═══ SELECTED PASSAGE ═══

Why building something is a great way to learn
The title image contains illustrations by https://www.drawkit.io/
When I first learned to program, it was easy to know where I was going and how to get there. Everything was laid out and there was a logical progression to take. It’s easy to progress with a structured course but what happens when you reach the end? What happens when you’re all out of tutorials? When you reach that stage, there are a few paths you can choose to take. You could decide you don’t know enough and opt for learning more through other tutorials and books. Another option, the one I took, was to build something. It’s challenging. It will take way longer than you think and it probably won’t be all that good, but the learning process is invaluable.
There’s only so much you can learn from tutorials and books. A tutorial has been carefully crafted to smooth out the rough edges. Its aim is to guide you through quickly and to show progress quickly. There might be some allusions to obstacles you’ll face but then it’s back on the path well travelled. Tutorials are great, I enjoy them but it’s important to flex your problem solving and coding ability in a practical sense. That’s where building something real comes into play.

═══

• _GIVEN EXERCISE A_: From the passage on learning to program, transcribe the stretch from "Why building something" through "process is invaluable.".
• _GIVEN EXERCISE B_: According to the passage on learning to program, what are the difficulties of building something?
• _GIVEN EXERCISE C_: Translate this sentence from the passage on learning to program into Spanish: "There's only so much you can learn from tutorials and books."

═══ EXTRACTED ENTRIES ═══

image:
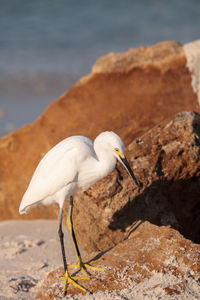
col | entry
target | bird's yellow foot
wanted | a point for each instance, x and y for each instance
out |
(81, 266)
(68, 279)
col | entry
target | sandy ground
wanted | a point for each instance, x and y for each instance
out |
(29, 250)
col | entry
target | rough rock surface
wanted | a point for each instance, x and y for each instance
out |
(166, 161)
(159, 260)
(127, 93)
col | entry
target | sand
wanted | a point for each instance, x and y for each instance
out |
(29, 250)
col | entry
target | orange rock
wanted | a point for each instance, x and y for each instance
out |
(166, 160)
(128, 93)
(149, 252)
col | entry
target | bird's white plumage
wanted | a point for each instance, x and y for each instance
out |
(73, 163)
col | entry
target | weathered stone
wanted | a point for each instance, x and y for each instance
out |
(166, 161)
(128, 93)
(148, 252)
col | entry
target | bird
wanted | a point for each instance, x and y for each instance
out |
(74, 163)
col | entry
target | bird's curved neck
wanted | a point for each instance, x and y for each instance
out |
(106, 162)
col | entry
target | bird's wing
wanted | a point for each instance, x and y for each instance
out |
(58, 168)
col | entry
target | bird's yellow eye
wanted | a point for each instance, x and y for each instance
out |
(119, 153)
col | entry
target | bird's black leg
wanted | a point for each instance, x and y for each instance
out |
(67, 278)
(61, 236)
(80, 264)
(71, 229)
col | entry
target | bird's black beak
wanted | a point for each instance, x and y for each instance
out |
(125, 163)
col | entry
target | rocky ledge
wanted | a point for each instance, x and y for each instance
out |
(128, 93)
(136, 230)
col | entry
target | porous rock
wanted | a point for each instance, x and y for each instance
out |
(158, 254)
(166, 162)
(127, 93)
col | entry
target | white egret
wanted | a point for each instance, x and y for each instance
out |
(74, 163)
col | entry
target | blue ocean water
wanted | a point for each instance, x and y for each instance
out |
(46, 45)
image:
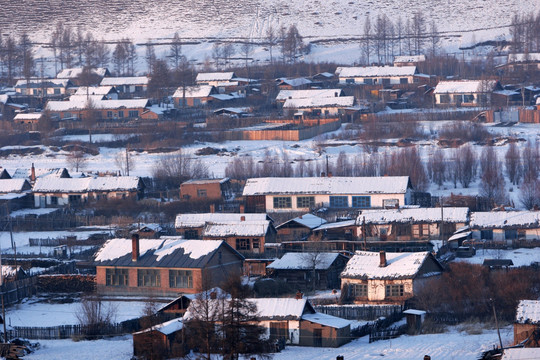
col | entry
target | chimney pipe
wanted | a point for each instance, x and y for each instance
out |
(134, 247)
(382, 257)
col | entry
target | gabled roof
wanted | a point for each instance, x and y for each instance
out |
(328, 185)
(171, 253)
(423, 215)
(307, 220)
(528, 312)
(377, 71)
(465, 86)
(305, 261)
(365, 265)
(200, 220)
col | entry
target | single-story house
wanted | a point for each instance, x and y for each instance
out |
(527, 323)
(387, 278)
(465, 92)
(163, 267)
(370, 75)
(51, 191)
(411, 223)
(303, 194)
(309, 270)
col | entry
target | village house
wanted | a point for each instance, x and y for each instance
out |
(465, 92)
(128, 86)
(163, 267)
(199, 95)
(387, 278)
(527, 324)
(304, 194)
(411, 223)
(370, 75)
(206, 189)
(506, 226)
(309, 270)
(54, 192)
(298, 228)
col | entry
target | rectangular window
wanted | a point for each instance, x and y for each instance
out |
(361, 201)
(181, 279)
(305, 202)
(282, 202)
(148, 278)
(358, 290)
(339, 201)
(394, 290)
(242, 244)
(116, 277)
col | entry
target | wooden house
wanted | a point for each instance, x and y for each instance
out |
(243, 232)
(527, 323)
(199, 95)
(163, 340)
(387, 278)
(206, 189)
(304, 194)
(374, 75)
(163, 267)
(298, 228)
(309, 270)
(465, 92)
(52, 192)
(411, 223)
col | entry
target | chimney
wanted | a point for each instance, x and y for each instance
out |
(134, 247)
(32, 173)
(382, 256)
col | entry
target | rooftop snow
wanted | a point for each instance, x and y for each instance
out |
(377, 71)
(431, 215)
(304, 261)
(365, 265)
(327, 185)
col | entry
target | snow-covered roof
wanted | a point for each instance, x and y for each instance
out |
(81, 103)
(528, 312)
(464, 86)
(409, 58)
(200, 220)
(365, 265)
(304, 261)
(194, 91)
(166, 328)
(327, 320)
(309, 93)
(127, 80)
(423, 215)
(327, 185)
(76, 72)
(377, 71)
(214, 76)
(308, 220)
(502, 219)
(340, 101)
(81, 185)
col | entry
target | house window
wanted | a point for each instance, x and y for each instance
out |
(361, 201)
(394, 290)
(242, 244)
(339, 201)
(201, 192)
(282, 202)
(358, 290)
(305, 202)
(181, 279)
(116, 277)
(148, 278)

═══
═══ EXTRACTED ENTRIES ═══

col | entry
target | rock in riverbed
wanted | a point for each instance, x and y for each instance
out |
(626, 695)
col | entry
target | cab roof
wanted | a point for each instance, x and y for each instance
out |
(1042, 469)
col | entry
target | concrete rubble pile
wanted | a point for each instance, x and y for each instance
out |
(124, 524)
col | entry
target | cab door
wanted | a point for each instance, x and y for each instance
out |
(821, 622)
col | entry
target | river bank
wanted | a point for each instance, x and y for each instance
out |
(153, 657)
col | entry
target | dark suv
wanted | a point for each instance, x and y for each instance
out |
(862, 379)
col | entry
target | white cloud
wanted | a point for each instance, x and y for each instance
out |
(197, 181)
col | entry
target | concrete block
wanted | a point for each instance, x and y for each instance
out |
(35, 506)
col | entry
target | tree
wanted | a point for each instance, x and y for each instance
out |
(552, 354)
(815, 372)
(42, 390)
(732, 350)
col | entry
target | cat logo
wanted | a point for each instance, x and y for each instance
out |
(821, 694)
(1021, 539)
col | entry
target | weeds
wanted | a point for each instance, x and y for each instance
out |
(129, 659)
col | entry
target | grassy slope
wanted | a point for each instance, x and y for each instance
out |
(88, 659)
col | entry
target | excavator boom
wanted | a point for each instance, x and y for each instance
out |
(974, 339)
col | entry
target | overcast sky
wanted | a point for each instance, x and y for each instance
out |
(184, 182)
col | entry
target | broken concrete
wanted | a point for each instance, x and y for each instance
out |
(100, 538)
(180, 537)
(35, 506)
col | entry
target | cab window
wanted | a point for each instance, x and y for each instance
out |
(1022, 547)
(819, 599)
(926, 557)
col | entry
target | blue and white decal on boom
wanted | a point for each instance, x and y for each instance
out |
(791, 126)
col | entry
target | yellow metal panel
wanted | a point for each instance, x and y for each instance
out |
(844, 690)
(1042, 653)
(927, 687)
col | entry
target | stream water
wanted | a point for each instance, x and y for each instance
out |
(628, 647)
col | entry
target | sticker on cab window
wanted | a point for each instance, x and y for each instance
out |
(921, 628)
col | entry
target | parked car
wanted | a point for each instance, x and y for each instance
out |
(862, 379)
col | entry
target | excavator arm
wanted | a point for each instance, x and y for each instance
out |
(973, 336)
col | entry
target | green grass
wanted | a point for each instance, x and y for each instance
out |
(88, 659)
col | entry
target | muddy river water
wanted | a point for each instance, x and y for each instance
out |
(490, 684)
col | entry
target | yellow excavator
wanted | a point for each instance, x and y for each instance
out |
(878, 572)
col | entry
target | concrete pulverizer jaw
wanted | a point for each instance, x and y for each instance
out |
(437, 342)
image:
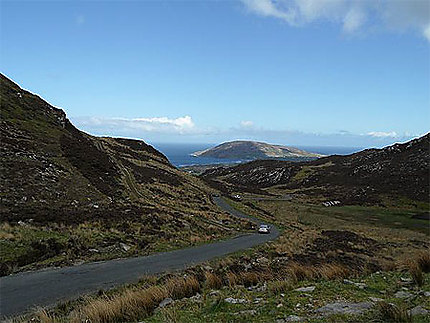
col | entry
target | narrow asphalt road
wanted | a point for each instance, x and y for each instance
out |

═══

• _WORKED ANSWER A_:
Why building something is a great way to learn
The title image contains illustrations by https://www.drawkit.io/
When I first learned to program, it was easy to know where I was going and how to get there. Everything was laid out and there was a logical progression to take. It’s easy to progress with a structured course but what happens when you reach the end? What happens when you’re all out of tutorials? When you reach that stage, there are a few paths you can choose to take. You could decide you don’t know enough and opt for learning more through other tutorials and books. Another option, the one I took, was to build something. It’s challenging. It will take way longer than you think and it probably won’t be all that good, but the learning process is invaluable.

• _WORKED ANSWER B_:
- It's challenging.
- It will take way longer than you think.
- It probably won't be all that good.

• _WORKED ANSWER C_: Lo que se puede aprender de los tutoriales y los libros tiene un límite.